* **TEXT FOR ANALYSIS**:

..............................

Package 'ungroup'

Title: Penalized Composite Link Model for Efficient Estimation of Smooth Distributions from Coarsely Binned Data
Description: Versatile method for ungrouping histograms (binned count data) assuming that counts are Poisson distributed and that the underlying sequence on a fine grid to be estimated is smooth. The method is based on the composite link model and estimation is achieved by maximizing a penalized likelihood. Smooth detailed sequences of counts and rates are so estimated from the binned counts. Ungrouping binned data can be desirable for many reasons: Bins can be too coarse to allow for accurate analysis; comparisons can be hindered when different grouping approaches are used in different histograms; and the last interval is often wide and open-ended and, thus, covers a lot of information in the tail area. Age-at-death distributions grouped in age classes and abridged life tables are examples of binned data. Because of modest assumptions, the approach is suitable for many demographic and epidemiological applications. For a detailed description of the method and applications see Rizzi et al. (2015) <doi:10.1093/aje/kwv020>.
Authors: Marius D. Pascariu [aut, cre] , Silvia Rizzi [aut], Jonas Schoeley [aut] , Maciej J. Danko [aut]
Maintainer: Marius D. Pascariu <[email protected]>
License: MIT + file LICENSE
Version: 1.4.4
Built: 2024-08-26 04:33:54 UTC
Source: https://github.com/mpascariu/ungroup

Help Index


Auxiliary for Controlling pclm Fitting

Description

Auxiliary for Controlling pclm Fitting

Usage

control.pclm(lambda     = NA,
             kr         = 2,
             deg        = 3,
             int.lambda = c(0.1, 1e+5),
             diff       = 2,
             opt.method = c("BIC", "AIC"),
             max.iter   = 1e+3,
             tol        = 1e-3)

Arguments

lambda

Smoothing parameter to be used in pclm estimation. If lambda = NA an algorithm will find the optimal values.

kr

Knot ratio. Number of internal intervals used for defining 1 knot in B-spline basis construction. See MortSmooth_bbase.

deg

Degree of the splines needed to create equally-spaced B-splines basis over an abscissa of data.

..............................

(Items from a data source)
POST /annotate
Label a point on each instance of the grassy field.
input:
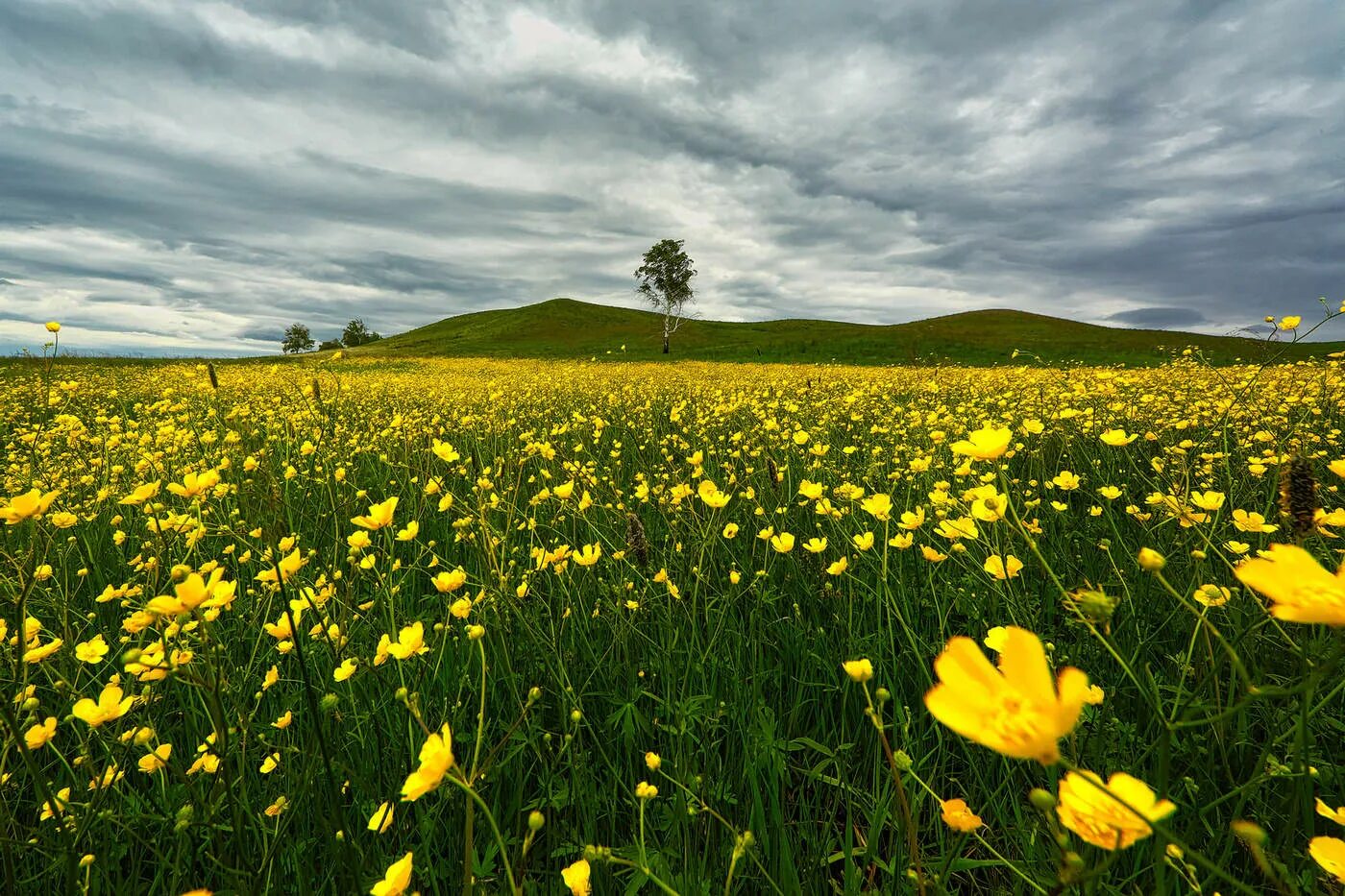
(374, 624)
(578, 329)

..............................

* **REQUIREMENT**:
According to the ungroup package page, what happens if lambda = NA?

* **YOUR RESPONSE**:
An algorithm will find the optimal values.